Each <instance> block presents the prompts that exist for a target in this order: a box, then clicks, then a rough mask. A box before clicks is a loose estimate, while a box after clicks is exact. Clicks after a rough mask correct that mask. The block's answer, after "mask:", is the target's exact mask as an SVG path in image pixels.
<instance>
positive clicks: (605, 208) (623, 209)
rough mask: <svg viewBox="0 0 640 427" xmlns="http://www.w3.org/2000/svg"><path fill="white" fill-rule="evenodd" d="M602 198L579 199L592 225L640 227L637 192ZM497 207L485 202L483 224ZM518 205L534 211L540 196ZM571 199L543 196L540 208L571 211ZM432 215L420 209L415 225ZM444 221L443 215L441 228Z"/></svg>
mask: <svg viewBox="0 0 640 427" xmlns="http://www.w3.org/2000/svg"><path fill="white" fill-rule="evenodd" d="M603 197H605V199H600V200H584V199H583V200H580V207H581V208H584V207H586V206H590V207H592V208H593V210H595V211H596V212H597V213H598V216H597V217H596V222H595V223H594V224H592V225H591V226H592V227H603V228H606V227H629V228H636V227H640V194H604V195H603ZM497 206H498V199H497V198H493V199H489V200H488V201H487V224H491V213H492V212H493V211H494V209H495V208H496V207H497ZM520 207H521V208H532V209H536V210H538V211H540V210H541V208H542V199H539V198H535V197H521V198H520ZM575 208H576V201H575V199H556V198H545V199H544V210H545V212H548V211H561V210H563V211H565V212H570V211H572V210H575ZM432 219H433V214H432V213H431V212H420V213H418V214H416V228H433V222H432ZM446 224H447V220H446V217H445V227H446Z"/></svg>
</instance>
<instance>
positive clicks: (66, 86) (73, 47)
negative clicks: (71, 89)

Exercise goal ▸
Go through the listing above and return each line that includes the word "positive".

Answer for this exercise ▸
positive clicks: (605, 208) (623, 209)
positive clicks: (66, 86) (73, 47)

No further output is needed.